---------- Texte à lire ----------
À ses débuts, Miyazaki fait surtout appel au voyage aller-retour. Conan et Lana navigueront et voleront d’île en île, avant de s’établir sur celle du garçon. Nausicaä (6) part et revient dans la Vallée du vent. Après un long et périlleux périple, Shuna rentrera lui aussi dans sa vallée. À cela s’ajoutera plus tard le voyage aller-retour de Chihiro (12) dans « l’autre monde ». C’est d’ailleurs avec ce récit que le rapport entre « ici et là-bas » est le plus prégnant dans les dialogues. Nul doute que ce motif constitue l’un des piliers du schéma directeur, car on le retrouve tout bonnement dans tous les récits appartenant à l’univers miyazakien. Il n’existe pas d’exception. Enfin, c’est à Conan que revient l’honneur d’expliquer l’intérêt du voyage aller-retour : « Tu sais. Un jour, je retournerai là-bas [son île]. Et là-bas, je ferai tout ce que j’ai appris de bien ailleurs. »
---------- Matériel fourni ----------
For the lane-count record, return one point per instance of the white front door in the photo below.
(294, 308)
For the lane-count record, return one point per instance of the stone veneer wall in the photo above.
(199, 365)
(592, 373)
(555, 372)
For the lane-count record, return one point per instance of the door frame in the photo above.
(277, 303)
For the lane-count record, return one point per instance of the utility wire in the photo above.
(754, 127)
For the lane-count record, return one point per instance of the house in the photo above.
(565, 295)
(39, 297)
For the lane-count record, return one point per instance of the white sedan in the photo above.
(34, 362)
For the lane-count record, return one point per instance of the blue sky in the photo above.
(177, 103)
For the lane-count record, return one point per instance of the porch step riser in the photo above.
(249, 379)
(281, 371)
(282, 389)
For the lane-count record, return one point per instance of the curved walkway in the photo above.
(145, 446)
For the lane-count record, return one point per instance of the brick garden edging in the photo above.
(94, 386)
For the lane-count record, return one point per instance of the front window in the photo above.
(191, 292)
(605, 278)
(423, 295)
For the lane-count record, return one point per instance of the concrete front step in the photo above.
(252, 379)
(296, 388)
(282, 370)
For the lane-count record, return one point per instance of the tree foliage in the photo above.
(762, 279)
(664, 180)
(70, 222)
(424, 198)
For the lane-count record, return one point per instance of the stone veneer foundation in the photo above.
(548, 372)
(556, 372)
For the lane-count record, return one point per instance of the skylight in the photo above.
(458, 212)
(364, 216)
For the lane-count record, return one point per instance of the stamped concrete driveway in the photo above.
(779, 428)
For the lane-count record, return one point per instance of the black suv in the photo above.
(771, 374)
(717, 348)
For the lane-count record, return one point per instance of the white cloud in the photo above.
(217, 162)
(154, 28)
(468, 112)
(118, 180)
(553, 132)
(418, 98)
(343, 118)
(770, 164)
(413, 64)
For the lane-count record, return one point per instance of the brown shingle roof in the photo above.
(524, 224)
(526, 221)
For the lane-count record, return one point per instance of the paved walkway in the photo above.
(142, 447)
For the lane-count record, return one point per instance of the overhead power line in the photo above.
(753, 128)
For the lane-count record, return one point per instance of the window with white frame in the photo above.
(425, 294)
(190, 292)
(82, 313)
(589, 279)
----------
## Travail demandé
Pourriez-vous prolonger le texte sur le motif du voyage aller-retour chez Miyazaki, en reprenant juste après sa dernière phrase ?

## Corrigé proposé
L’espace désertique s’est imposé dès le premier récit comme l’un des territoires synonymes d’ouverture. Cependant, il apparaît aussi comme un obstacle incontournable entre « ici et là-bas ». Pour quitter leur pays et voyager vers l’inconnu, il faut d’abord franchir ce territoire hostile avant d’atteindre l’autre « rive ». Tous les premiers personnages miyazakiens affronteront l’immensité du désert : Tem, Conan et Lana, Nausicaä, Shuna. Il en ira de même pour Pazu et Sheeta, ou Porco, à la différence que ceux-ci évolueront dans un espace vertical et non plus horizontal. Avec le ciel, les voyageurs ont découvert un nouveau territoire à franchir. La période dédiée au voyage s’achève justement en apothéose avec le périple de Pazu et Sheeta : dans ce récit, les héros ne cessent de courir pour trouver la légendaire île volante de Laputa. Certes, ils parcourent des galeries souterraines, mais leur voyage se passera essentiellement dans les airs, à bord d’incroyables machines volantes, à moins de léviter grâce aux pouvoirs d’une pierre. De fait, cette histoire ne pouvait s’achever qu’en montrant deux enfants voler dans un ciel sans horizon, ni attaches. Le final du Château ambulant renouera, bien des années après, avec cette image d’évasion, l’une des plus épurées.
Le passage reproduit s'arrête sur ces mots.